• _WORK ORDER A_: Print the part of the excerpt below that opens with the words containing "Defendant was thereafter" and closes with "People now appeal.".
• _WORK ORDER B_: In the excerpt below, how many counts did the indictment against the defendant contain?

• _EXCERPT PROVIDED_:

'''

Defendant was thereafter charged in a nine-count indictment with assault in the first degree, assault in the second degree, vehicular assault in the first degree, vehicular assault in the second degree (two counts), aggravated driving while intoxicated and driving while intoxicated (two counts). In his omnibus motion, defendant, among other things, moved to dismiss the [*2]indictment pursuant to CPL 210.20 (1) (h), "by reason of the unlawful and illegal arrest and detention of the defendant" and on the ground that the evidence submitted to the grand jury was not legally sufficient (see CPL 210.20 [1] [b]). County Court determined that, "[a]s a matter of law," the SRMTPD was neither authorized to detain and arrest defendant nor to effect a citizen's arrest and dismissed the indictment. The People now appeal.

'''

• _DATA SHOWN_:
'''

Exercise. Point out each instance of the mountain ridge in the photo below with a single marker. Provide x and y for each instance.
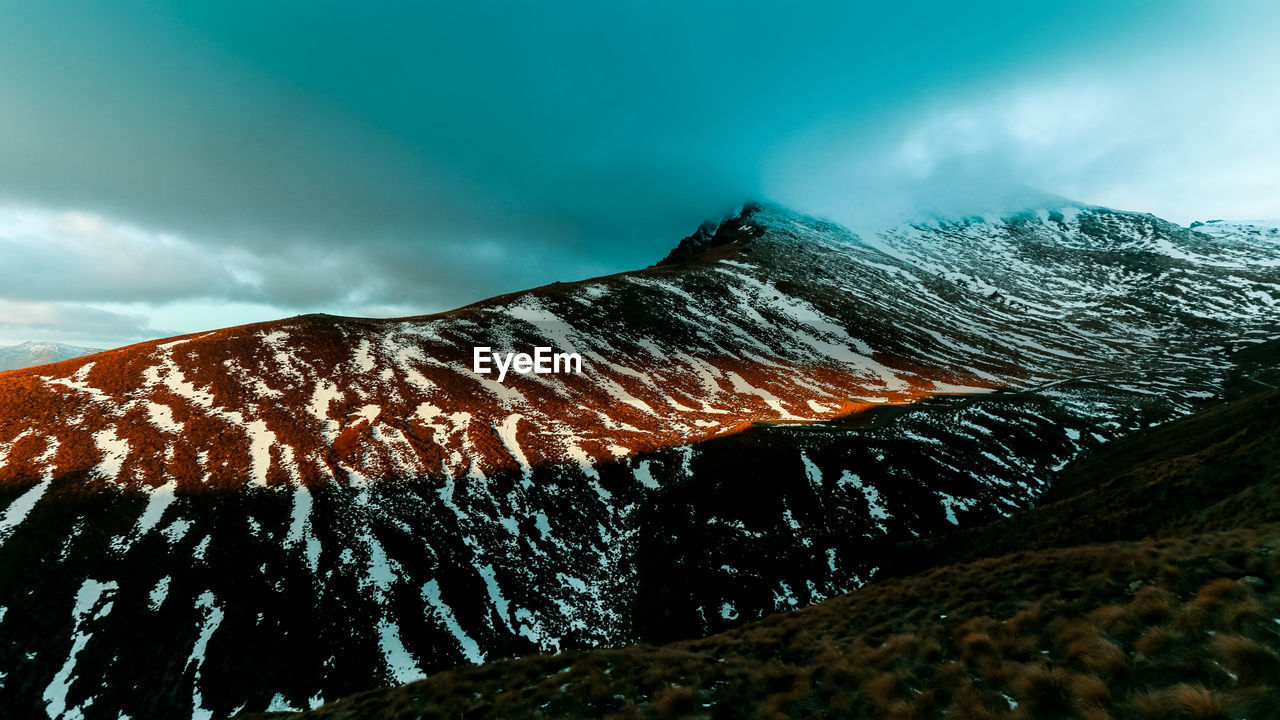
(346, 499)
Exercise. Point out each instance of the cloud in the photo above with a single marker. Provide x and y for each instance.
(67, 322)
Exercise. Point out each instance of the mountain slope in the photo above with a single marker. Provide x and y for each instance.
(1176, 623)
(320, 505)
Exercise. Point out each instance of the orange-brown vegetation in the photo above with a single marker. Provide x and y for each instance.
(1182, 621)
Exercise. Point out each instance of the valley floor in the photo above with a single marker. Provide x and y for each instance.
(1146, 586)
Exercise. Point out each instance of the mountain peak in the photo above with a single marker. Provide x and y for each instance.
(735, 228)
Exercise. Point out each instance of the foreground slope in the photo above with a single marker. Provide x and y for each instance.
(1178, 619)
(305, 509)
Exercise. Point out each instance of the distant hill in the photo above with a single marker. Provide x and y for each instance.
(1146, 588)
(30, 354)
(312, 507)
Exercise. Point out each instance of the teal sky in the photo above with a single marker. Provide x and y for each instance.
(172, 167)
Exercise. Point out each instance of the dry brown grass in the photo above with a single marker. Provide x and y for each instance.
(1072, 642)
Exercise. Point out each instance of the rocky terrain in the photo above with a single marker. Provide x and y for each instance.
(28, 354)
(1166, 605)
(304, 509)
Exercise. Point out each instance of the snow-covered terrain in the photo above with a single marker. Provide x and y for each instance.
(309, 507)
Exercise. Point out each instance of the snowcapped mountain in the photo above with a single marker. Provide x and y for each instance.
(309, 507)
(30, 354)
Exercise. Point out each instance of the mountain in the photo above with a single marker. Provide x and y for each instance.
(28, 354)
(1162, 606)
(316, 506)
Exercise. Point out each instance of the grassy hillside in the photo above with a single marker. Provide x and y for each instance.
(1146, 586)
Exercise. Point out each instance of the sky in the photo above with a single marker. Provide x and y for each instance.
(184, 165)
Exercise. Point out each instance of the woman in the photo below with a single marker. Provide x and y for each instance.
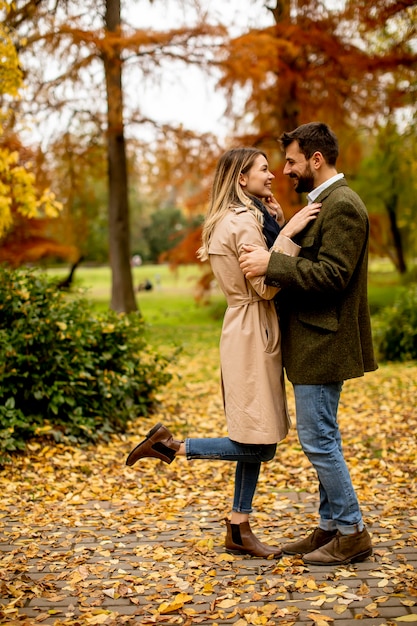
(250, 348)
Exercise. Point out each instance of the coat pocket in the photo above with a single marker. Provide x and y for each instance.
(327, 320)
(269, 326)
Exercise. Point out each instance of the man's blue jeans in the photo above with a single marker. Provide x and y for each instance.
(319, 435)
(248, 458)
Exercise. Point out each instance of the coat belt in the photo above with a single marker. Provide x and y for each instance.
(234, 301)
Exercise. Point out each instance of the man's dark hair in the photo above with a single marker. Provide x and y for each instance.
(311, 138)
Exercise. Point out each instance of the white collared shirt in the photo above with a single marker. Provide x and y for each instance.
(311, 197)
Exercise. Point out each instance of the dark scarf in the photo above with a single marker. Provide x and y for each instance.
(271, 228)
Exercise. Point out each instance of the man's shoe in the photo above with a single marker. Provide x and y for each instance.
(342, 549)
(315, 540)
(158, 443)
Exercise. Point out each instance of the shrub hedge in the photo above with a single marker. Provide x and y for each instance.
(66, 372)
(395, 328)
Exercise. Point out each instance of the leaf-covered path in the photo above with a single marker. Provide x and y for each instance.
(86, 540)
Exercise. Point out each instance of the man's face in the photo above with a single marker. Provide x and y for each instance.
(298, 169)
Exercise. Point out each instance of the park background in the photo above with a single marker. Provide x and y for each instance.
(107, 155)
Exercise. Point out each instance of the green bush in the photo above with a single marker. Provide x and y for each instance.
(66, 372)
(395, 328)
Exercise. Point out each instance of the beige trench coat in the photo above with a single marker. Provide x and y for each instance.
(250, 344)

'''

• _ANSWER SECTION A_:
Defendant was thereafter charged in a nine-count indictment with assault in the first degree, assault in the second degree, vehicular assault in the first degree, vehicular assault in the second degree (two counts), aggravated driving while intoxicated and driving while intoxicated (two counts). In his omnibus motion, defendant, among other things, moved to dismiss the [*2]indictment pursuant to CPL 210.20 (1) (h), "by reason of the unlawful and illegal arrest and detention of the defendant" and on the ground that the evidence submitted to the grand jury was not legally sufficient (see CPL 210.20 [1] [b]). County Court determined that, "[a]s a matter of law," the SRMTPD was neither authorized to detain and arrest defendant nor to effect a citizen's arrest and dismissed the indictment. The People now appeal.

• _ANSWER SECTION B_: Nine.